• **WORK INSTRUCTION**
Write out all of the records below precisely as given, omitting the images.

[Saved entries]
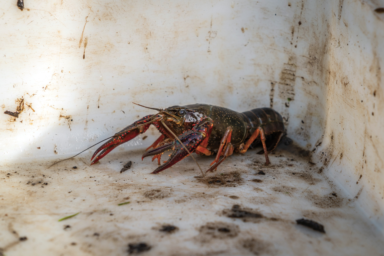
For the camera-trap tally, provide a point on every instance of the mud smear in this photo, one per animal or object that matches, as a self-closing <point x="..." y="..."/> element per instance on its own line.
<point x="326" y="201"/>
<point x="82" y="33"/>
<point x="287" y="86"/>
<point x="307" y="177"/>
<point x="69" y="120"/>
<point x="155" y="194"/>
<point x="288" y="145"/>
<point x="231" y="179"/>
<point x="271" y="95"/>
<point x="19" y="108"/>
<point x="85" y="46"/>
<point x="245" y="214"/>
<point x="257" y="246"/>
<point x="217" y="230"/>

• **ANSWER BOX**
For the camera-trap tally, provide a point on every instance of the mud smear in this photo, one per animal or object that matches, as a self-closing <point x="..." y="..."/> element per instance on its own line.
<point x="326" y="201"/>
<point x="82" y="33"/>
<point x="287" y="86"/>
<point x="307" y="177"/>
<point x="69" y="120"/>
<point x="155" y="194"/>
<point x="288" y="145"/>
<point x="231" y="179"/>
<point x="271" y="95"/>
<point x="19" y="108"/>
<point x="85" y="46"/>
<point x="245" y="214"/>
<point x="257" y="246"/>
<point x="217" y="230"/>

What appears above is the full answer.